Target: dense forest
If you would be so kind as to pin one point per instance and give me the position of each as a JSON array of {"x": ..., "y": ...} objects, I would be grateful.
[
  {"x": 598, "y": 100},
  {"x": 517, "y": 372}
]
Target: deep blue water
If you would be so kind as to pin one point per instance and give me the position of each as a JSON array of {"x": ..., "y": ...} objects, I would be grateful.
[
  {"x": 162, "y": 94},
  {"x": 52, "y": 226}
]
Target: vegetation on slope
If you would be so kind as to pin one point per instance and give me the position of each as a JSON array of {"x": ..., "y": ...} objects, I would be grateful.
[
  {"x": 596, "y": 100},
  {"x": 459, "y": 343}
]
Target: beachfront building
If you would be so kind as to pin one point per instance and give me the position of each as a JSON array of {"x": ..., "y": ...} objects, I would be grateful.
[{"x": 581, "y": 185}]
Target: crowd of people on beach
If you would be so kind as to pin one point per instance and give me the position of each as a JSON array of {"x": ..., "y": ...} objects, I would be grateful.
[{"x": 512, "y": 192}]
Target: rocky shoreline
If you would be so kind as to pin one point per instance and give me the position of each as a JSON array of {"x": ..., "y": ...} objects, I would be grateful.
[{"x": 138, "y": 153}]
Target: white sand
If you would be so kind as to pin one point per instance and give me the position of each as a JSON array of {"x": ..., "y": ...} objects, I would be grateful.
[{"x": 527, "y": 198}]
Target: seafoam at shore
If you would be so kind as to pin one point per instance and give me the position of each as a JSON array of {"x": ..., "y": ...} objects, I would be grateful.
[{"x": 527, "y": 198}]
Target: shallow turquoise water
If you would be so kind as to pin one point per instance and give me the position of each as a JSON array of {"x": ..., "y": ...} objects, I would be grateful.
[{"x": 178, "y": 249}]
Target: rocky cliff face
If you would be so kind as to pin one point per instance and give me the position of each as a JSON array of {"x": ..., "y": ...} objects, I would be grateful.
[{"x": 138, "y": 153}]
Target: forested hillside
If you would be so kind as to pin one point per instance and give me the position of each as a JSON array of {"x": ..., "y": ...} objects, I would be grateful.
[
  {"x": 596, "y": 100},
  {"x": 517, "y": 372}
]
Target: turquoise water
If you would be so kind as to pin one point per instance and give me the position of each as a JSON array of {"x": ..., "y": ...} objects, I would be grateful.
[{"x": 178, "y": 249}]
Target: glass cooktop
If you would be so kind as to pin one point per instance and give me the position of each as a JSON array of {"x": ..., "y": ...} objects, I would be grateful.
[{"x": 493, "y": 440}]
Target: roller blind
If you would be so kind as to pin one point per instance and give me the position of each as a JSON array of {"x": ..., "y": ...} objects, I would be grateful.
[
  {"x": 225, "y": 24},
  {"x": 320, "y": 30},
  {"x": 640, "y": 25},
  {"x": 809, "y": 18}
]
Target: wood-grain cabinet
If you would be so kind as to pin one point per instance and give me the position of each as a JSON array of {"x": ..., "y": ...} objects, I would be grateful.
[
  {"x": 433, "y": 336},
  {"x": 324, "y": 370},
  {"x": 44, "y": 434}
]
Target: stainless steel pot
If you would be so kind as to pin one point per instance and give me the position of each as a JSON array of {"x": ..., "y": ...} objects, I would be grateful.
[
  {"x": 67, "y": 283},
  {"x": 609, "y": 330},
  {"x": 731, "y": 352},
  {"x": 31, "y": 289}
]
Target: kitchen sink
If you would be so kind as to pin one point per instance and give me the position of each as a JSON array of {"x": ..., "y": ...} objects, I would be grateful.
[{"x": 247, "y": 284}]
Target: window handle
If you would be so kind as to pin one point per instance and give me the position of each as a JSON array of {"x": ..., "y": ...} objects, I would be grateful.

========================================================================

● **Problem details**
Pull out each record as written and restate it exactly.

● **Written response**
Target: dense forest
If you would be so kind as to pin one point per instance and give me the position of each as a JSON array of {"x": ..., "y": ...} objects, I would be grateful.
[
  {"x": 598, "y": 100},
  {"x": 517, "y": 372}
]
Target: deep blue water
If you would be so kind as to pin one point per instance and give me the position of each as a JSON array of {"x": ..., "y": ...} objects, I would be grateful.
[
  {"x": 162, "y": 94},
  {"x": 52, "y": 226}
]
Target: vegetation on slope
If you would be so kind as to pin one point per instance and give me the position of each as a JSON array of {"x": ..., "y": ...} objects, I would be grateful.
[
  {"x": 596, "y": 100},
  {"x": 459, "y": 343}
]
Target: beachfront building
If you would be so kind as to pin one point per instance and give me the position of each as a JSON array of {"x": ..., "y": ...} objects, I would be grateful.
[{"x": 581, "y": 185}]
Target: crowd of people on beach
If you would be so kind as to pin one point per instance and give me the position of each as a JSON array of {"x": ..., "y": ...} objects, I would be grateful.
[{"x": 512, "y": 192}]
Target: rocky shoreline
If you would be so kind as to pin one point per instance and give me the position of each as a JSON array of {"x": ..., "y": ...} objects, I would be grateful.
[{"x": 138, "y": 153}]
Target: white sand
If you would be so kind as to pin one point per instance and give me the position of each as a JSON array of {"x": ..., "y": ...} objects, I would be grateful.
[{"x": 527, "y": 198}]
Target: seafoam at shore
If you would be so kind as to pin one point per instance and give me the position of each as a JSON array of {"x": ..., "y": ...} objects, I would be grateful.
[{"x": 527, "y": 198}]
Target: shallow turquoise water
If you would be so kind as to pin one point per instance and give me the position of each as a JSON array of {"x": ..., "y": ...} objects, I would be grateful.
[{"x": 178, "y": 249}]
Target: rocky cliff face
If you would be so kind as to pin one point per instance and give me the position of each as a JSON array of {"x": ..., "y": ...} objects, I would be grateful.
[{"x": 138, "y": 153}]
Target: forested hillside
If you would be so kind as to pin one point per instance and give me the position of each as a JSON array of {"x": ..., "y": ...} objects, I would be grateful.
[
  {"x": 596, "y": 100},
  {"x": 517, "y": 372}
]
Target: turquoise water
If you would be so kind as to pin one point per instance and give me the position of each as a JSON array of {"x": ..., "y": ...} objects, I would be grateful.
[{"x": 178, "y": 249}]
Target: glass cooktop
If you would be so kind as to pin one point per instance and give me the position of each as a JSON array of {"x": ..., "y": ...} objects, I would be grateful.
[{"x": 493, "y": 440}]
Target: roller blind
If you would be so kind as to pin one point per instance and give me the position of each as a JSON array of {"x": ..., "y": ...} objects, I would be grateful.
[
  {"x": 225, "y": 24},
  {"x": 320, "y": 30},
  {"x": 640, "y": 25},
  {"x": 809, "y": 18}
]
Target: wood-grain cabinet
If you would be so kind as to pin one point per instance and give me the position of each as a JSON array of {"x": ..., "y": ...} objects, I would be grateful.
[
  {"x": 433, "y": 336},
  {"x": 324, "y": 370},
  {"x": 44, "y": 434}
]
Target: stainless steel pot
If you would be so kind as to pin one point per instance and give me the position of each as a JSON array of {"x": ..., "y": ...} objects, I would be grateful.
[
  {"x": 67, "y": 283},
  {"x": 609, "y": 330},
  {"x": 731, "y": 352},
  {"x": 31, "y": 289}
]
Target: kitchen sink
If you would be so kind as to pin one point per instance and give me the position of each as a JSON array of {"x": ..., "y": ...} objects, I would be grateful.
[{"x": 247, "y": 284}]
Target: window handle
If you would be so kind as to pin one point per instance and give me the position of each as a JSON array of {"x": ..., "y": ...} objects, I would be grateful.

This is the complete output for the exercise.